(INFORMATION PROVIDED Opens)
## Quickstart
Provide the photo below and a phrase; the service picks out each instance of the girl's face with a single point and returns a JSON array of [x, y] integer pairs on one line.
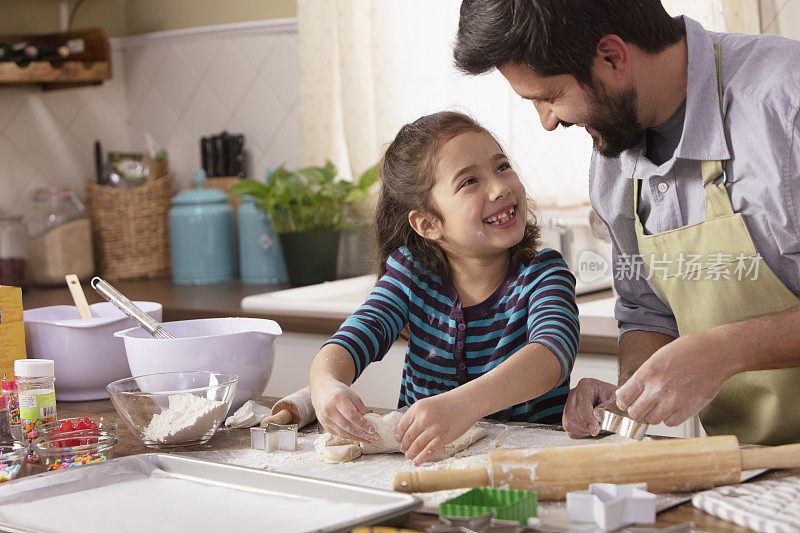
[[481, 199]]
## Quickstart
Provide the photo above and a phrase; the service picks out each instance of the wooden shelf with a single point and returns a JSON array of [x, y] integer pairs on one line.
[[89, 67]]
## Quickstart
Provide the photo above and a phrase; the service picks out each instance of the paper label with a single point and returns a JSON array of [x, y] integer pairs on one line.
[[37, 404]]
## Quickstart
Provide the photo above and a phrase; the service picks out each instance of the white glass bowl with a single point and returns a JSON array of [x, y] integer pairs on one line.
[[174, 409]]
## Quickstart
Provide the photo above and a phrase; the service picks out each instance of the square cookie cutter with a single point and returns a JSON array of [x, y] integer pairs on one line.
[[611, 506], [274, 437]]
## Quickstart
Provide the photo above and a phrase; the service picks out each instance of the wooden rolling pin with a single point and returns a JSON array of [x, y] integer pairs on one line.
[[674, 465], [294, 409]]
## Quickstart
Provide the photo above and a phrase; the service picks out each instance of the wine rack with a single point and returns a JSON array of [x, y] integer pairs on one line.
[[89, 66]]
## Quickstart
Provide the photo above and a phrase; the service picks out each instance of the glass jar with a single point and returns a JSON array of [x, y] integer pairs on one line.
[[60, 237], [37, 394], [13, 244]]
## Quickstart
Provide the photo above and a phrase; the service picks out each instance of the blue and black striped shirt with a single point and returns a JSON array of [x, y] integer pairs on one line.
[[450, 345]]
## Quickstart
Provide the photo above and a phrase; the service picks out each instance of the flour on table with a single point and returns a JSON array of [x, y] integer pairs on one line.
[[187, 418], [332, 449]]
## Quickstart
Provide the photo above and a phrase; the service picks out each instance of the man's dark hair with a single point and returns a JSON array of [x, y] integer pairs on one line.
[[556, 36]]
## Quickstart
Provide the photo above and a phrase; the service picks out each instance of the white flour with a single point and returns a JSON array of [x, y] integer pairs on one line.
[[187, 419]]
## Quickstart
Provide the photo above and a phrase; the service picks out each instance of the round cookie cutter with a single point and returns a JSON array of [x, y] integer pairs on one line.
[[618, 421]]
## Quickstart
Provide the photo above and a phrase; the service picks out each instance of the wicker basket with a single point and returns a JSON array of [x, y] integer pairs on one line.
[[130, 230]]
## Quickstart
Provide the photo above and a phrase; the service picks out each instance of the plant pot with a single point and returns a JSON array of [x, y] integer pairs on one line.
[[310, 256]]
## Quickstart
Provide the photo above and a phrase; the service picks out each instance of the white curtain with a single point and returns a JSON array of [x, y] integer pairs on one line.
[[369, 66]]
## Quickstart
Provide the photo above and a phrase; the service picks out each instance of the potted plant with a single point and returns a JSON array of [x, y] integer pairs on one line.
[[309, 209]]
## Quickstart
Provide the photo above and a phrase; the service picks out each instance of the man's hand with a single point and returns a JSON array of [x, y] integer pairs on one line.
[[583, 410], [431, 424], [678, 380], [340, 411]]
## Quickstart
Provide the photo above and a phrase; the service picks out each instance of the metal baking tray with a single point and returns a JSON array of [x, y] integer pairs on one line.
[[159, 492]]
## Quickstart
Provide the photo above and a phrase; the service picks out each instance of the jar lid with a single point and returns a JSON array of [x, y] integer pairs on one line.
[[199, 195], [34, 368]]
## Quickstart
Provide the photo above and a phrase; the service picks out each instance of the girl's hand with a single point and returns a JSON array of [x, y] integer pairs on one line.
[[431, 424], [340, 411]]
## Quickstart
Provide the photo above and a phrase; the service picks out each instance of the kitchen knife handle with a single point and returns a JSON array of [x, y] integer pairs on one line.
[[786, 456], [433, 480]]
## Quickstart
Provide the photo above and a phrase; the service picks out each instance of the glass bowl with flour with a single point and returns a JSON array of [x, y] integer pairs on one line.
[[174, 409]]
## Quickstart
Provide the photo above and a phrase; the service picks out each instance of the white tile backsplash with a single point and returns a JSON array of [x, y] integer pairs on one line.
[[176, 86]]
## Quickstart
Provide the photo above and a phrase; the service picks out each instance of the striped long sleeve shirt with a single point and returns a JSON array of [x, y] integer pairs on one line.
[[450, 344]]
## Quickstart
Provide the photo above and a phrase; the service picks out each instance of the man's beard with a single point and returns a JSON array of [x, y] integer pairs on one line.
[[614, 118]]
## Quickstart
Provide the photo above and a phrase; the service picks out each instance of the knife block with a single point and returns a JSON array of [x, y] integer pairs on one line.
[[224, 183]]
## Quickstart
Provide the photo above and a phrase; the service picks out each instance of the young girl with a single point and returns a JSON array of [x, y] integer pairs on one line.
[[493, 325]]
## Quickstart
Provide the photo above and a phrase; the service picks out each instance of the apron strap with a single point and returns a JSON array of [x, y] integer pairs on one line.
[[718, 203]]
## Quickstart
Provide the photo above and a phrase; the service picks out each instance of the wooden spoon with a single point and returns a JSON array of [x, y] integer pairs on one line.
[[77, 296]]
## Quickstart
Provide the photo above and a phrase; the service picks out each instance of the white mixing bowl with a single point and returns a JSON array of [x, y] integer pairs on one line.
[[87, 355], [242, 346]]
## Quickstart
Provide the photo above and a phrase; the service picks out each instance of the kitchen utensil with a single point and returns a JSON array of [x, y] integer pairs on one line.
[[665, 465], [281, 437], [506, 504], [209, 496], [126, 306], [243, 346], [174, 409], [294, 409], [618, 421], [87, 355], [202, 235], [78, 297]]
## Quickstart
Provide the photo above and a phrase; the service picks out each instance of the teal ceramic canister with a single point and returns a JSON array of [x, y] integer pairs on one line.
[[202, 235], [260, 254]]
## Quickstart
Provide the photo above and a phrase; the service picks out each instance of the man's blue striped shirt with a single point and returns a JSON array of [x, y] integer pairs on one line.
[[450, 345]]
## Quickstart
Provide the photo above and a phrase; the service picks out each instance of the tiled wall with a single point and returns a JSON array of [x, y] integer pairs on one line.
[[781, 17], [177, 86]]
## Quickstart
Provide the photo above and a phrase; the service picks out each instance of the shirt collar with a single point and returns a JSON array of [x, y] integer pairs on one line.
[[703, 136]]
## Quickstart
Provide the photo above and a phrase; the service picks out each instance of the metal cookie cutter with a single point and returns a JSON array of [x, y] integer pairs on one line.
[[274, 437], [618, 421]]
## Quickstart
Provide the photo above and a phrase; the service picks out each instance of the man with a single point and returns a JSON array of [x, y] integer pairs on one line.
[[696, 172]]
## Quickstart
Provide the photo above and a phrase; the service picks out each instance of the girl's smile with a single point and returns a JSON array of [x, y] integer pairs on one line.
[[479, 197], [505, 218]]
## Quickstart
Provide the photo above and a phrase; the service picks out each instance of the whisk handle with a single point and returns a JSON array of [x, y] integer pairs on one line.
[[123, 304]]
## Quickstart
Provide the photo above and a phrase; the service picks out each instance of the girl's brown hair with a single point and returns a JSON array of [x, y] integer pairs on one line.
[[407, 172]]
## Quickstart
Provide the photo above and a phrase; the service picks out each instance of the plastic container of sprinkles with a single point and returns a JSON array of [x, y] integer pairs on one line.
[[12, 460], [67, 450]]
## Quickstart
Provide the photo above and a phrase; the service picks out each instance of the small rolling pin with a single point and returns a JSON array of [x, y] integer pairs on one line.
[[294, 409], [674, 465]]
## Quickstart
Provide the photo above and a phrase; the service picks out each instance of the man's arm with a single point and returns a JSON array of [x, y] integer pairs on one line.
[[685, 375], [635, 348]]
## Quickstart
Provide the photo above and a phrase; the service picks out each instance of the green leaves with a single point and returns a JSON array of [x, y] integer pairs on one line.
[[309, 199]]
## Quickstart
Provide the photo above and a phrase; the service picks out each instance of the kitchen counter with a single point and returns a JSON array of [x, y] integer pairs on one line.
[[239, 439], [183, 302]]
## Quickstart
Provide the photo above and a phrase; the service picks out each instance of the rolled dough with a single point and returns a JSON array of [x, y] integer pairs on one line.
[[334, 449]]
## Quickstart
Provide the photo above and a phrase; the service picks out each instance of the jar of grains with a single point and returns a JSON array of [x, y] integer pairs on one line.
[[60, 237]]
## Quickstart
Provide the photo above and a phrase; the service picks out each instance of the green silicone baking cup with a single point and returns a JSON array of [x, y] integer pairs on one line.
[[506, 504]]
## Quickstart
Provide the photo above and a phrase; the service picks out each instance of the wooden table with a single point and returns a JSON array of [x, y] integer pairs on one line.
[[239, 439]]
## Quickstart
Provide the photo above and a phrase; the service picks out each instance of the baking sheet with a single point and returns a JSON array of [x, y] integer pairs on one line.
[[377, 471], [167, 493]]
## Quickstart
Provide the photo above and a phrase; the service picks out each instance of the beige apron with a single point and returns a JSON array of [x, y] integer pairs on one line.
[[710, 273]]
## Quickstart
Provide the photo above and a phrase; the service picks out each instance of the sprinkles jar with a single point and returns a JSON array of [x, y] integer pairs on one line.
[[8, 389], [37, 394]]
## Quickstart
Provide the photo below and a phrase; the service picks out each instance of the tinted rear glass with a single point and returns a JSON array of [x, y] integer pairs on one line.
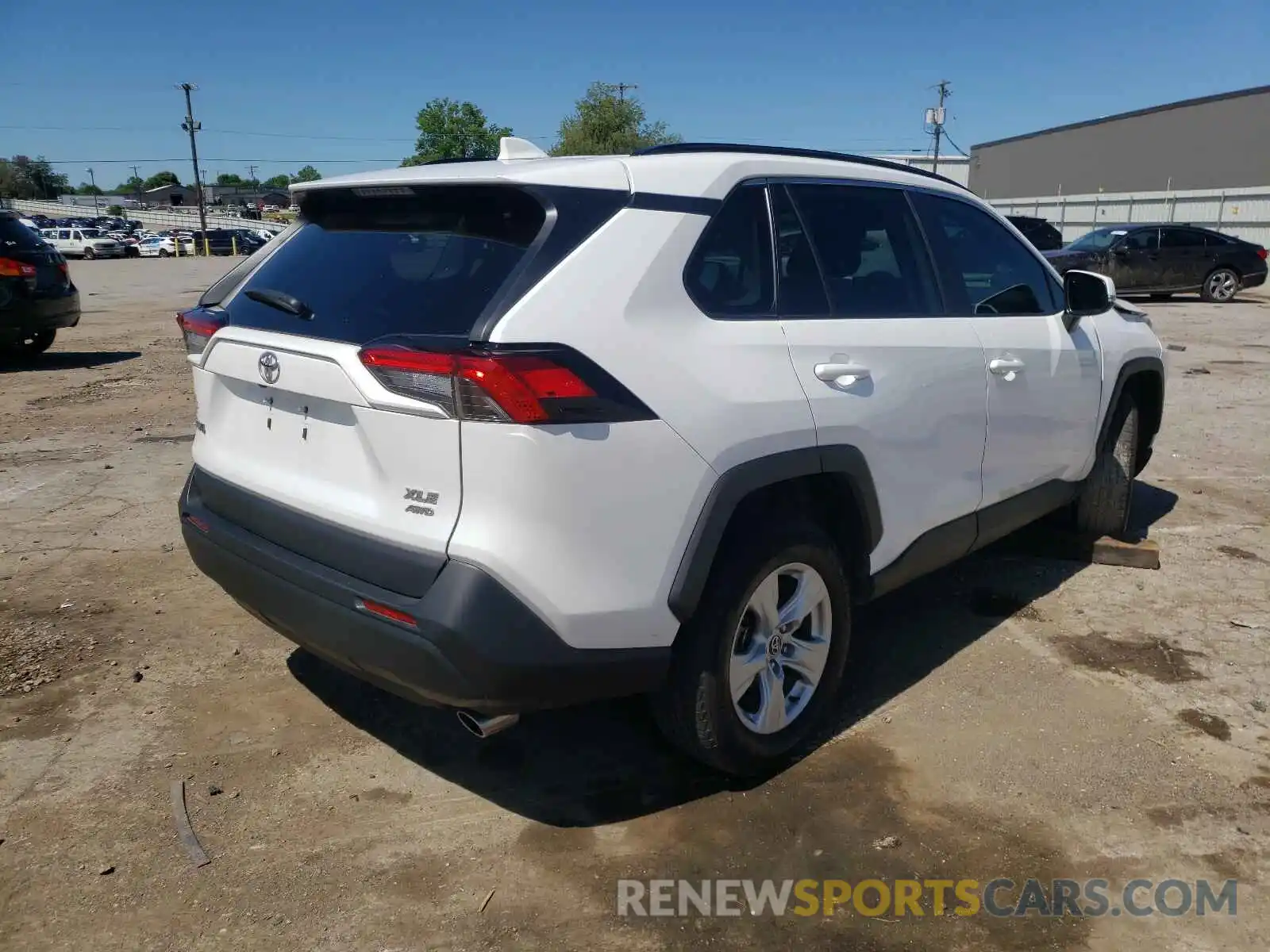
[[368, 267], [17, 236]]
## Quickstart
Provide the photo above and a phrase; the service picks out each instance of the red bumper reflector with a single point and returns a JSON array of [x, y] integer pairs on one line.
[[385, 612], [196, 522]]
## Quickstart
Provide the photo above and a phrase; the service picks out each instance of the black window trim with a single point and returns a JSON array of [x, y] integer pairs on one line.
[[1124, 239], [1189, 230], [772, 315], [1054, 283]]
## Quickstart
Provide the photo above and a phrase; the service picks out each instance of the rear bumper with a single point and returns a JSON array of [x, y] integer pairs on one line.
[[23, 315], [474, 644]]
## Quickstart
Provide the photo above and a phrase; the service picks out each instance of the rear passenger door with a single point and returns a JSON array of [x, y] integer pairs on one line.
[[1134, 260], [883, 370], [1183, 258], [1045, 382]]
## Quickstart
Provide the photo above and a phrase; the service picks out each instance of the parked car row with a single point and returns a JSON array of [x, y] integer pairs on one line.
[[1155, 259]]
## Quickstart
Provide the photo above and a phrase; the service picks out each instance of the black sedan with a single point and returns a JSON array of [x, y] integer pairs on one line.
[[1165, 259], [1043, 235], [37, 296]]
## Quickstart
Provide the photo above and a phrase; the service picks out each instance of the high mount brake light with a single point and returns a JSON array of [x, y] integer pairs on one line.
[[546, 386], [197, 329]]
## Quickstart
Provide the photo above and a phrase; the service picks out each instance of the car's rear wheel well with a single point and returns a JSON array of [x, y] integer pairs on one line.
[[826, 499], [1147, 390]]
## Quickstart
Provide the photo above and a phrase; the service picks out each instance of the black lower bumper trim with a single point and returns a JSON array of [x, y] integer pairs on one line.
[[475, 644]]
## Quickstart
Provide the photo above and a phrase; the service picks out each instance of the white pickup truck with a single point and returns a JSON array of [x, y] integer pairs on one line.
[[84, 243]]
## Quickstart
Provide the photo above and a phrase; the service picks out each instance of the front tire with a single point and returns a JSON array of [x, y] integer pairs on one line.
[[1221, 286], [1103, 505], [760, 664]]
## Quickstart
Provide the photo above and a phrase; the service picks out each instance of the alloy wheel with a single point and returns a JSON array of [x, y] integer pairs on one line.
[[780, 649]]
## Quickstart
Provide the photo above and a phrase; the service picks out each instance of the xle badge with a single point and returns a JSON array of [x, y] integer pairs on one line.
[[429, 499]]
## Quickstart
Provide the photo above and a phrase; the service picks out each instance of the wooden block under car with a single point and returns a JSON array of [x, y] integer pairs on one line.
[[1133, 555], [1048, 543]]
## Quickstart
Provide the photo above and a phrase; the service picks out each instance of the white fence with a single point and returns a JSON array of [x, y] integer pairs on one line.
[[152, 219], [1244, 213]]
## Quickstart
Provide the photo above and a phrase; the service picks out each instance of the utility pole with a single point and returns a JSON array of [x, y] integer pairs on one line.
[[192, 127], [92, 181], [937, 118]]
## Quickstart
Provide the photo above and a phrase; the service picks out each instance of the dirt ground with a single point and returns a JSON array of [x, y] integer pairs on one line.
[[1013, 716]]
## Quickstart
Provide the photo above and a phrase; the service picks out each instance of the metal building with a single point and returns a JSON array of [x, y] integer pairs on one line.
[[1212, 143]]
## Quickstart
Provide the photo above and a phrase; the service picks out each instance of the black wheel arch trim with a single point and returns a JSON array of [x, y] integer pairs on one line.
[[743, 479], [1130, 368]]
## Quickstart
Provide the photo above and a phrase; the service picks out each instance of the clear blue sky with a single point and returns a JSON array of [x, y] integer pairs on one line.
[[337, 84]]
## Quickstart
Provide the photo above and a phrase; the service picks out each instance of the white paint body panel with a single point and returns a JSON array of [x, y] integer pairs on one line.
[[588, 524], [920, 418], [325, 438], [581, 520], [1041, 419]]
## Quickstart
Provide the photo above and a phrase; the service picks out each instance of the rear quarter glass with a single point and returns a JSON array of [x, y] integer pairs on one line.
[[376, 266]]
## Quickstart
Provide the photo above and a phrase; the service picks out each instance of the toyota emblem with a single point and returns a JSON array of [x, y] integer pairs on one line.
[[268, 367]]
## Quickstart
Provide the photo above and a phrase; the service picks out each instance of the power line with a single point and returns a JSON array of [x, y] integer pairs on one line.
[[939, 124], [192, 127], [956, 145]]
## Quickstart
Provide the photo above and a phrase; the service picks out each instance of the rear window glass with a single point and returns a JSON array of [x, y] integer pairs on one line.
[[368, 267], [18, 238]]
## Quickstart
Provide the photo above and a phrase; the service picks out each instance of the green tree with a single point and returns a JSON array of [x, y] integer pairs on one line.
[[23, 177], [603, 122], [452, 130], [160, 179]]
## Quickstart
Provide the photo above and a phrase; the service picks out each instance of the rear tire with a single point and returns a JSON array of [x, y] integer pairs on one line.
[[745, 692], [31, 344], [1221, 286], [1103, 505]]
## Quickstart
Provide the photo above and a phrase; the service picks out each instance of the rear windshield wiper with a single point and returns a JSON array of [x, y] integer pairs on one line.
[[281, 301]]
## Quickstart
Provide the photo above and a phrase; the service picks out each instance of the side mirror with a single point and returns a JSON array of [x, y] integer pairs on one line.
[[1086, 294]]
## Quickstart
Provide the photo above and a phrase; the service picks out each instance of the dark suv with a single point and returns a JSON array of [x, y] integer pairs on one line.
[[1041, 235], [1165, 259], [37, 296]]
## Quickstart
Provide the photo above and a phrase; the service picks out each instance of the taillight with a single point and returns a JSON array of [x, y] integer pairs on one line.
[[393, 615], [549, 385], [10, 268], [197, 328]]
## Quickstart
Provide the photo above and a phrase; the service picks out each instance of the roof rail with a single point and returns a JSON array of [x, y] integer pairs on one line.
[[686, 148]]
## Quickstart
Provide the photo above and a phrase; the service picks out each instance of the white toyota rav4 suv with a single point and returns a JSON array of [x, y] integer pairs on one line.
[[512, 435]]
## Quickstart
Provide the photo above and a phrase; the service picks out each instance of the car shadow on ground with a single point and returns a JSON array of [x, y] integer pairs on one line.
[[606, 762], [67, 359]]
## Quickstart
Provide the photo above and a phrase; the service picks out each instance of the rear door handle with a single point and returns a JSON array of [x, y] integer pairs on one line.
[[1006, 366], [841, 374]]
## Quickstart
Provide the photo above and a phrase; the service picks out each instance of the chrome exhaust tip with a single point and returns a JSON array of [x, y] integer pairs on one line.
[[484, 725]]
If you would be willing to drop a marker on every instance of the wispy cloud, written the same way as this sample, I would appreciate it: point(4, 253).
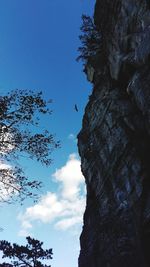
(INFORMATION PROVIDED Closes)
EXERCISE GOAL | Reproduce exactly the part of the records above that begins at the line holding "the car shadow" and ends at the final line, both included, leaving out the pictures.

RESULT OF THIS EXERCISE |
Provide the photo above and a phrase; the service picks out each instance of the car shadow on ground with a single point and returns a JSON array of [x, y] integer pairs on one line.
[[606, 762], [67, 359]]
## Quickstart
Provide the photo above and a phrase; the service picks out each instance of the rear door handle with a single point and returns a JSON array of [x, y] integer pairs on one line.
[[1006, 366], [841, 374]]
## Quickstart
Provide the photo above and a phrase; the service picks out each instance of the chrome exhaust tip with a single point and returns a JSON array of [x, y] integer pairs on one line.
[[484, 725]]
If you would be willing to drop a marker on every instance of the wispy cloud, written the same way as this sample, I would appreciate it: point(4, 253).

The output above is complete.